- WHAT YOU WILL DO:
Write out all the lines again, precisely as they stand, but without the images.

# Start of EXERCISE INPUTS

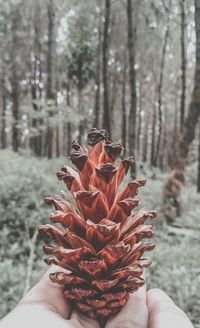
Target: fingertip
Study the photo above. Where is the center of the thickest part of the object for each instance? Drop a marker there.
(83, 321)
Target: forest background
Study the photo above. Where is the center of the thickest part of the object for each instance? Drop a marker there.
(131, 67)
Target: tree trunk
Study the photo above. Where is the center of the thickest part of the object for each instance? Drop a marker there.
(160, 87)
(35, 141)
(172, 206)
(98, 77)
(105, 55)
(132, 81)
(3, 95)
(124, 123)
(50, 92)
(198, 173)
(139, 124)
(145, 139)
(153, 135)
(69, 125)
(15, 83)
(183, 65)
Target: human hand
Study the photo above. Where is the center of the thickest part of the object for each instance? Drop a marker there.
(45, 305)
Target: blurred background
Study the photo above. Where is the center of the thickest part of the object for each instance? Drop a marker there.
(130, 66)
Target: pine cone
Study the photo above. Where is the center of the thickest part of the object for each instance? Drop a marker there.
(98, 240)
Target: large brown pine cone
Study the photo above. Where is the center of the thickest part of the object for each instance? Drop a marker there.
(99, 239)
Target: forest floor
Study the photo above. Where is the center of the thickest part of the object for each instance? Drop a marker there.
(24, 181)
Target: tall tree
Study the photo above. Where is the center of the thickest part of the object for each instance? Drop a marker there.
(173, 185)
(132, 82)
(198, 174)
(105, 55)
(183, 64)
(124, 118)
(98, 74)
(50, 87)
(160, 87)
(3, 100)
(15, 92)
(36, 78)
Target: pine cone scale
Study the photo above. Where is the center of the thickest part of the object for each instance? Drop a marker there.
(100, 243)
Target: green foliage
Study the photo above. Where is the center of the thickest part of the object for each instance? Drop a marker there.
(24, 182)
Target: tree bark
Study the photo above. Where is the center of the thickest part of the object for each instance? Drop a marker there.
(132, 83)
(145, 139)
(183, 64)
(105, 55)
(50, 92)
(139, 122)
(153, 131)
(124, 123)
(3, 96)
(198, 174)
(36, 142)
(69, 125)
(172, 187)
(160, 87)
(15, 92)
(98, 77)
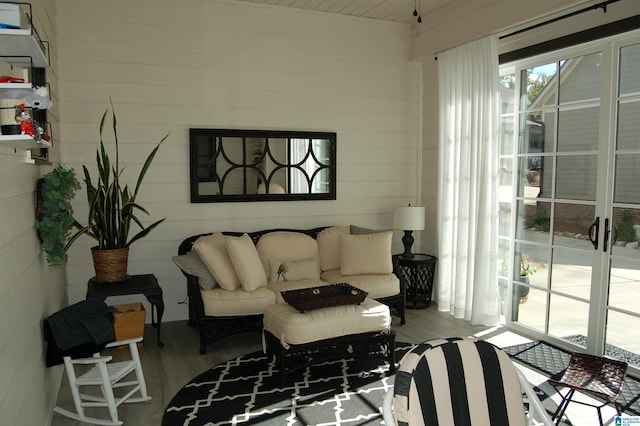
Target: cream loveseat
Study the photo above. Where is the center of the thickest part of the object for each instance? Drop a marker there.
(232, 276)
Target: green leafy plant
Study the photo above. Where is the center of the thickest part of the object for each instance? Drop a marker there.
(540, 219)
(625, 226)
(55, 213)
(112, 205)
(528, 266)
(282, 272)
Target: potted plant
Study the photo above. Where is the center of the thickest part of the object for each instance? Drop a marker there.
(113, 210)
(54, 214)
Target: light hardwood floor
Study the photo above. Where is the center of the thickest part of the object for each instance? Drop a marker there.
(169, 368)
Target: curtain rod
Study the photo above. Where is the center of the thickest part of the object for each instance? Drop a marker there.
(602, 5)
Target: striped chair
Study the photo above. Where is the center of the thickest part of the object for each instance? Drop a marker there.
(457, 382)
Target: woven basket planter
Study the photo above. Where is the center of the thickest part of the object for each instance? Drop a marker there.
(110, 265)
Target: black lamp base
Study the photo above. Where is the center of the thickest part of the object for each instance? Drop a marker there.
(407, 240)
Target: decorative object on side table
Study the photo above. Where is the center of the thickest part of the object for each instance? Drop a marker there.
(135, 284)
(408, 219)
(112, 208)
(418, 273)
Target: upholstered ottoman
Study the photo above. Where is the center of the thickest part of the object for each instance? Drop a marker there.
(299, 339)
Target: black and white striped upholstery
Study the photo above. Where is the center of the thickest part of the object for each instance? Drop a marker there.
(457, 381)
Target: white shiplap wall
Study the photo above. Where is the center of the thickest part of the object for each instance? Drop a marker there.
(29, 290)
(204, 63)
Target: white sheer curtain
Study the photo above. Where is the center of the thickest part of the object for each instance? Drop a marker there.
(468, 159)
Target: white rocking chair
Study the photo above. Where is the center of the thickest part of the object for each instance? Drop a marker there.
(107, 375)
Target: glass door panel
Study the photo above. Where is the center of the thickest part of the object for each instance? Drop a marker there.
(532, 310)
(568, 318)
(622, 332)
(576, 199)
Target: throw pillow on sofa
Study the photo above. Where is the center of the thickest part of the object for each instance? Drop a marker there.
(191, 264)
(366, 254)
(246, 262)
(212, 249)
(294, 270)
(329, 246)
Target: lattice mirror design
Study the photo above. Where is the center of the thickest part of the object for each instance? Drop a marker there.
(261, 165)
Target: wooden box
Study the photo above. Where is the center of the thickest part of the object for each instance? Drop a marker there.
(128, 320)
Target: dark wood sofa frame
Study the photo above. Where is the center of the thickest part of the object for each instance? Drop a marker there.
(214, 328)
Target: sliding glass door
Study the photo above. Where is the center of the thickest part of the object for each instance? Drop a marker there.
(570, 196)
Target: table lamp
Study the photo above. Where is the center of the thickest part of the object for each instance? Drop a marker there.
(408, 219)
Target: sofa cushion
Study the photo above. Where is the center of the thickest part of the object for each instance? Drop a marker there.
(212, 249)
(329, 246)
(222, 303)
(191, 264)
(285, 245)
(377, 285)
(366, 254)
(292, 327)
(246, 262)
(360, 230)
(292, 270)
(279, 286)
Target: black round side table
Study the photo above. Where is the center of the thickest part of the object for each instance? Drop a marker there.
(417, 273)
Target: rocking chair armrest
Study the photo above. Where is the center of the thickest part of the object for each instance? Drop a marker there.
(92, 360)
(124, 342)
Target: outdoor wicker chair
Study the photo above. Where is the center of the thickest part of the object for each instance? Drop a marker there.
(599, 376)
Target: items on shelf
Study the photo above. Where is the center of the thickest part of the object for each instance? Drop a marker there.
(34, 97)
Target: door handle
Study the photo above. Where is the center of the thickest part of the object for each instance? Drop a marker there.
(594, 230)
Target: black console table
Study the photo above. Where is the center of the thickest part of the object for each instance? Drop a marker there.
(135, 284)
(417, 272)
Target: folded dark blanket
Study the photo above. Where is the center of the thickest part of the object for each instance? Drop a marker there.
(79, 330)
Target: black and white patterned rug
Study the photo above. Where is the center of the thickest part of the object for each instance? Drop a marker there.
(247, 391)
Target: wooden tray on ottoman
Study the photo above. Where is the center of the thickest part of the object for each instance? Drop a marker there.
(324, 296)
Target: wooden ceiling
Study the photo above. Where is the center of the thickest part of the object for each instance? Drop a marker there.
(388, 10)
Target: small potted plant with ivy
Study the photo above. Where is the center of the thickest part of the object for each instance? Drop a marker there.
(54, 211)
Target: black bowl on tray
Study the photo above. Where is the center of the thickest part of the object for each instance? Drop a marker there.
(324, 296)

# End of EXERCISE INPUTS

- ANSWER TO THE PROBLEM:
Target: fingertip
Study the photo above. Where is the center of the thickest part of the object for each instance? Drop a marker there.
(83, 321)
Target: forest background
Study the photo above. Where is the center of the thickest part of the object for each instance? Drop a marker there.
(131, 67)
Target: tree trunk
Study the photo above. Where is the center of the thickest part of the object for each instance? Drop a marker there.
(160, 87)
(35, 141)
(172, 206)
(98, 77)
(105, 55)
(132, 81)
(3, 95)
(124, 123)
(50, 92)
(198, 173)
(139, 124)
(145, 139)
(153, 135)
(69, 125)
(15, 83)
(183, 65)
Target: human hand
Study the photo above. Where is the center of the thickest part of the object for each instance? Drop a marker there.
(45, 305)
Target: blurred background
Study the photo above. Where is the center of the thickest part of the object for each instance? Drop a marker there.
(130, 66)
Target: pine cone
Study the photo above. Where is the center of the thickest part of the object for each instance? Drop a marker there.
(98, 240)
Target: large brown pine cone
Study the photo above. Where is the center of the thickest part of the object for each instance? Drop a marker there.
(99, 239)
Target: forest floor
Study the photo above. Where is the center of the thickest part of the object for each instance? Drop a marker there.
(24, 181)
Target: tall tree
Study the photo above. Where is the center of the thickest part of the object for each instance? Drop a marker there.
(173, 185)
(132, 82)
(198, 174)
(105, 55)
(183, 64)
(124, 118)
(98, 74)
(50, 87)
(160, 87)
(3, 100)
(15, 92)
(36, 78)
Target: pine cone scale
Study the photo above. Where is the center of the thickest part of the object for each instance? Drop a marker there.
(100, 243)
Target: green foliage
Study the photo above. Where is the center of the thickest part of the object for each instance? Drop a marker there.
(24, 182)
Target: tree bark
Study the photo above. Where is the center of the thickest part of the object for each instance? Drop a marker there.
(132, 83)
(145, 139)
(183, 64)
(105, 55)
(50, 92)
(139, 122)
(153, 131)
(124, 123)
(3, 96)
(198, 174)
(36, 142)
(69, 125)
(172, 187)
(160, 87)
(15, 92)
(98, 77)
Target: cream loveseat
Study the photo above. Where is the center of the thickest part of the object for each instance? Drop a marker there.
(232, 276)
Target: green leafy plant
Study the photo above. Where is the center of the thickest part of the object for each instance? Drop a marker there.
(540, 219)
(625, 226)
(55, 213)
(112, 205)
(528, 266)
(282, 272)
Target: potted plant
Study the photo above. Where is the center of the thickest part of the object for each instance? Drop a marker there.
(113, 210)
(54, 214)
Target: light hardwood floor
Study the photo above. Where is the center of the thickest part of the object for each instance? Drop a marker there.
(169, 368)
Target: curtain rod
Study the photo above. Where is the center of the thickest part of the object for each instance? Drop a marker there.
(602, 5)
Target: striped chair
Study the photo above. Where is the center of the thickest part of the object for each instance? Drop a marker there.
(457, 382)
Target: woven basket planter
Study the photo above. Where is the center of the thickest part of the object for each instance? Drop a marker there.
(110, 265)
Target: black lamp base
Study the photo above. Where is the center of the thickest part of the object for each instance? Drop a marker there.
(407, 240)
Target: decorative object on side table
Study the photo above. Where is the center of the thickest part of the object for each instance? Drop a marker there.
(135, 284)
(408, 219)
(112, 208)
(418, 273)
Target: upholstered ottoman
Study the photo above. Where is the center of the thickest part of the object for each instance? Drop a marker there.
(299, 339)
Target: black and white striped upholstery
Study the photo above. Where is the center of the thickest part of the object for each instance? Drop a marker there.
(457, 381)
Target: white shiplap wall
Study the photo above. Where is the center of the thickest part of the object for each instance? Drop a marker there.
(29, 290)
(204, 63)
Target: white sheer curtain
Study the photo above. Where is the center of the thickest part of the object for each instance? Drop a marker there.
(468, 159)
Target: white rocking chair
Study the photo above. Where is the center of the thickest part of the object for each instance? Drop a marker there.
(107, 375)
Target: glass door panel
Study the photo above. Where is the center of the thickest part of the object for each instance? Drop a marker there.
(532, 310)
(568, 318)
(622, 332)
(576, 199)
Target: throw pillow on sofa
Study the photo above. Where is the center of the thickest part of the object for each instance? Drop a marker there.
(191, 264)
(366, 254)
(246, 262)
(212, 249)
(294, 270)
(329, 246)
Target: lattice mirror design
Study the photo above. Where is the center of the thickest part of the object for each instance? Drop a marker there.
(261, 165)
Target: wooden box
Study the photo above. Where is the center of the thickest part of the object for each instance? Drop a marker there.
(128, 320)
Target: dark wood sofa frame
Study the photo above. Where is the center of the thickest part of the object for each instance? Drop a marker there.
(214, 328)
Target: sliding glass door
Study the photo above. Where is the center of the thickest part of the object for each instance? Drop a marker there.
(570, 196)
Target: table lamp
Study the photo above. Where is the center of the thickest part of the object for each instance? Drop a marker there.
(408, 219)
Target: sofa cushion
Study the photo above. Where is the center of the thickest part of the object for each instance? Drop a marker there.
(212, 249)
(329, 246)
(222, 303)
(191, 264)
(285, 245)
(377, 285)
(366, 254)
(292, 327)
(246, 262)
(360, 230)
(292, 270)
(279, 286)
Target: black round side table
Study the photo above. Where is the center of the thickest part of the object for each instance? Drop a marker there.
(417, 273)
Target: rocking chair armrest
Study the photo above. Where is the center of the thickest part of the object for each instance? Drop a marker there.
(92, 360)
(124, 342)
Target: outdoor wicker chair
Study the photo above. Where is the center of the thickest part of the object for each instance? Drop a marker there.
(599, 376)
Target: items on shelf
Study the photo above. Where is the center of the thickest part of the object for each instance? Drop a marker there.
(34, 97)
Target: door handle
Study the photo above. Where is the center of the thickest part of the object for each instance? Drop a marker there.
(594, 230)
Target: black console table
Study the photo above. Where is the center of the thickest part of the object for each instance? Drop a marker there.
(135, 284)
(417, 272)
Target: folded dark blanket
Study the photo above. Where is the center of the thickest part of the object for each instance? Drop a marker there.
(79, 330)
Target: black and white patterned rug
Study the photo above. Where is the center of the thickest part of the object for each instance? Drop a marker there.
(247, 391)
Target: wooden tray on ottoman
Study the photo above. Where is the center of the thickest part of the object for each instance? Drop a marker there.
(324, 296)
Target: wooden ceiling
Study the photo above. Where is the center of the thickest part of the object for each instance? Drop a marker there.
(388, 10)
Target: small potted plant with ivy
Study the photo above. Where is the center of the thickest part of the object for each instance? Drop a marker there.
(54, 211)
Target: black bowl on tray
Study the photo above. Where is the center of the thickest part of the object for each instance? Drop a marker there.
(324, 296)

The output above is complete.